(WRITTEN PROBLEM):
Gather every line below that contains the word "glass", and copy each one out.

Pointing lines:
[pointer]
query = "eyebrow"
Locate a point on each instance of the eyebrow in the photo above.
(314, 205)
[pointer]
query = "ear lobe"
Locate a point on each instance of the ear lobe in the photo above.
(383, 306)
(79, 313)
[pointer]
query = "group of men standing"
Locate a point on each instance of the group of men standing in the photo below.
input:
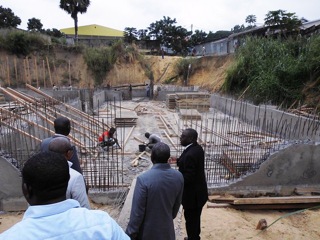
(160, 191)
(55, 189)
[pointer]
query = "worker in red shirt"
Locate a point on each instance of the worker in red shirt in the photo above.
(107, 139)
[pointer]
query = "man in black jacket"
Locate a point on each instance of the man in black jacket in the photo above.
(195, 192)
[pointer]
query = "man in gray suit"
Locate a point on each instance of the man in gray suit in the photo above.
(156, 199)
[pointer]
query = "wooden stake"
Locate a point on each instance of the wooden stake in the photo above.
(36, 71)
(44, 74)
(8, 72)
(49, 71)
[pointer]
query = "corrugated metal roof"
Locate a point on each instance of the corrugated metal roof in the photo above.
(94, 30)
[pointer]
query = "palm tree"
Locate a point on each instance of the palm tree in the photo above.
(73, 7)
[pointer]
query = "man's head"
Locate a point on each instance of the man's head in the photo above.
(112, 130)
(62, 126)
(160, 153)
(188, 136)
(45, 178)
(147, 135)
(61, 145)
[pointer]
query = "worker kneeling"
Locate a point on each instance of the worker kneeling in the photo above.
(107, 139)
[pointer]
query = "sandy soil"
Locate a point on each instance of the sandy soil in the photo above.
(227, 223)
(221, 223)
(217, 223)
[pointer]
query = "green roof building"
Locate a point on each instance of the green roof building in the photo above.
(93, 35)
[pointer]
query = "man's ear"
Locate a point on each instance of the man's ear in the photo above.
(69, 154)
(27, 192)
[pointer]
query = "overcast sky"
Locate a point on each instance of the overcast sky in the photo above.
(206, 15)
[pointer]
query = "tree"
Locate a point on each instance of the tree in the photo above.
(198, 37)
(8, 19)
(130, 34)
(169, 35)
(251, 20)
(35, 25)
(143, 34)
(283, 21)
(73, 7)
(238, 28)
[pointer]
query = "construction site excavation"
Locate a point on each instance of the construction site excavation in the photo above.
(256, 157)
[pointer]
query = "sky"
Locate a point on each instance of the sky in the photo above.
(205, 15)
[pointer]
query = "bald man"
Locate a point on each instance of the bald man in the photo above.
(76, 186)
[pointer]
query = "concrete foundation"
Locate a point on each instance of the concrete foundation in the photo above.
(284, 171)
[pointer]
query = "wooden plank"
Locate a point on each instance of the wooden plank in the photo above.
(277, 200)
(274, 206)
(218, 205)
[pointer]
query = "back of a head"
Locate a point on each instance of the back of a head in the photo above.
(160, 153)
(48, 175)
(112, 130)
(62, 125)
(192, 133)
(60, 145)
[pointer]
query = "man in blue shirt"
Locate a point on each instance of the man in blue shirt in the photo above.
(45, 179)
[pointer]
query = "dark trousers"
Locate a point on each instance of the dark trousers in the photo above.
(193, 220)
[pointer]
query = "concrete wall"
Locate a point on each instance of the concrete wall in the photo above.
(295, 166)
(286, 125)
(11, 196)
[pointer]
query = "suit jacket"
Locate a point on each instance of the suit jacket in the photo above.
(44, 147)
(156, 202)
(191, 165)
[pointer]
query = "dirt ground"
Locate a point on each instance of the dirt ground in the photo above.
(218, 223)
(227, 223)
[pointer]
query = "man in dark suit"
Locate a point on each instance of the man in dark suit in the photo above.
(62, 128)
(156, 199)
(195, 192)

* * *

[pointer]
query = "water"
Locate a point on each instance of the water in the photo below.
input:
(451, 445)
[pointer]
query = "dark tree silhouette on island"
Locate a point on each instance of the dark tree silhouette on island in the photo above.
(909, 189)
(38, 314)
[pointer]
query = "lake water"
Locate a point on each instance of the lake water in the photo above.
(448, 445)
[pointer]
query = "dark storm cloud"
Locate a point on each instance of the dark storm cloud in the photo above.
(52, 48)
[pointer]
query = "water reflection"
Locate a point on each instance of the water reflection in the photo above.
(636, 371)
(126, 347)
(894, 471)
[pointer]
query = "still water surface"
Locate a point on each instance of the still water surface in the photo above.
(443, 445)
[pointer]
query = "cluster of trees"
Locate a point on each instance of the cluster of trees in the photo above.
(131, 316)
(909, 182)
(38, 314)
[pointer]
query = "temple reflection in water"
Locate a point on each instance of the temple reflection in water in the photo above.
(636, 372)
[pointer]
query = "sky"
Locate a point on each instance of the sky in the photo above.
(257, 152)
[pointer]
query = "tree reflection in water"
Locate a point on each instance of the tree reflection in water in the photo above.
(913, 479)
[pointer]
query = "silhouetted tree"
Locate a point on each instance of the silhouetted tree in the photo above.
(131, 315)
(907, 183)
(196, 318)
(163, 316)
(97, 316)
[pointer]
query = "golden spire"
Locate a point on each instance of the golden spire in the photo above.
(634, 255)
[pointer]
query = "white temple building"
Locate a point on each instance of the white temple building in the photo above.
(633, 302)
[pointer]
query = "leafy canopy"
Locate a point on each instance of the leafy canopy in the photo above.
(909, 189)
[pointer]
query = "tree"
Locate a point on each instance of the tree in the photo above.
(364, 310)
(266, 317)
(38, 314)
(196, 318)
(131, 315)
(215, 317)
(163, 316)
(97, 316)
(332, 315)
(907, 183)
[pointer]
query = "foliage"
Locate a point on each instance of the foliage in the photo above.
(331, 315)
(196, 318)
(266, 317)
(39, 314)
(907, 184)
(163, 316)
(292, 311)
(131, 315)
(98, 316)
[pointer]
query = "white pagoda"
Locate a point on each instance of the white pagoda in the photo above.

* * *

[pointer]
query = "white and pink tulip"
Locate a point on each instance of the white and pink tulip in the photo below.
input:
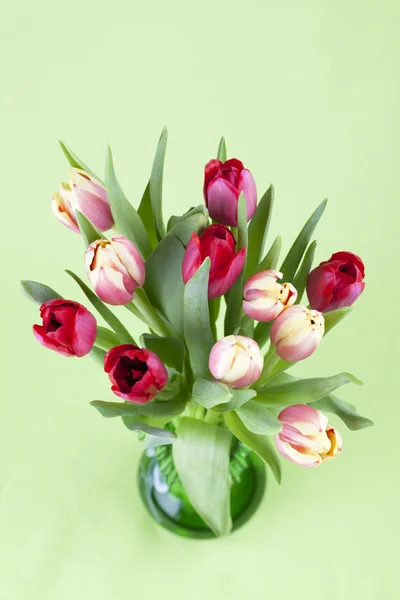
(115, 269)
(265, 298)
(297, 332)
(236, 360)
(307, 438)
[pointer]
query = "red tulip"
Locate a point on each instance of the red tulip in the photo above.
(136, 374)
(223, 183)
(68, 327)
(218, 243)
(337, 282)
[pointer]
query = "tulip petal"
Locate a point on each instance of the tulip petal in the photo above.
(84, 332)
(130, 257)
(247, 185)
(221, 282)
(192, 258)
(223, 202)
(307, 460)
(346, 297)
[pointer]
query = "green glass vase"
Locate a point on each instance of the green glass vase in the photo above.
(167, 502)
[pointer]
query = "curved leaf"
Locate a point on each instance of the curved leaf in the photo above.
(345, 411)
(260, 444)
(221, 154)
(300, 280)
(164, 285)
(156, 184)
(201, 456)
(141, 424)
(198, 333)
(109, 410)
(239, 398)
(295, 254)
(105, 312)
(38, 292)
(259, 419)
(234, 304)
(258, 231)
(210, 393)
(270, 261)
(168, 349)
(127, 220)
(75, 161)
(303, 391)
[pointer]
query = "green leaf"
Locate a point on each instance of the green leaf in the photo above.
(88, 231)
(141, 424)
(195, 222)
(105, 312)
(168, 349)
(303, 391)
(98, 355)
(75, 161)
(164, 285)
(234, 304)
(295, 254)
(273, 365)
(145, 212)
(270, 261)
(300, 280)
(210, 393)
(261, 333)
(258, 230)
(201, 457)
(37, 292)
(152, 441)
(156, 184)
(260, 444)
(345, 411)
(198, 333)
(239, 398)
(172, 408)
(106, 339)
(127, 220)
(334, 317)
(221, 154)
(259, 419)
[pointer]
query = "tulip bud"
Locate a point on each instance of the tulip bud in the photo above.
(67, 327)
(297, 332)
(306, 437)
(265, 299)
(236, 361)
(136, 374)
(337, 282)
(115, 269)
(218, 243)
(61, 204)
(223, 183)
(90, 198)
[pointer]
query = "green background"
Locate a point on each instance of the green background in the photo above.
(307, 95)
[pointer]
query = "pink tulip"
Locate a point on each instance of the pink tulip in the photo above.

(FINISHED EXERCISE):
query = "green glass vase"
Locate a point on each instance of the green glass vase in the photo above.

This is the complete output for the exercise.